> [Task details]: Please write out all the data exactly as shown.

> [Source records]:

========

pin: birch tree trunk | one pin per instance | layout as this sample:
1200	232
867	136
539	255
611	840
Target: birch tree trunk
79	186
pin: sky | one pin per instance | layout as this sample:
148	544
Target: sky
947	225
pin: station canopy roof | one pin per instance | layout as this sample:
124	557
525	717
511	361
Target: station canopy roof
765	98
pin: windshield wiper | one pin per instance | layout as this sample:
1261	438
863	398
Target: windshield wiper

========

> [Exercise result]:
pin: birch tree trunk | one pin per instance | layout as this sample:
1200	232
867	136
539	255
611	840
Target: birch tree trunk
79	186
pin: sky | one pin per instance | layout as this sample:
148	544
Target: sky
947	225
pin: station canopy roof | one pin per instance | layout as this sample:
124	557
525	717
511	361
Target: station canopy roof
765	98
pin: windshield wiper | one pin per instance | layout as this sample:
1261	438
863	398
Target: windshield wiper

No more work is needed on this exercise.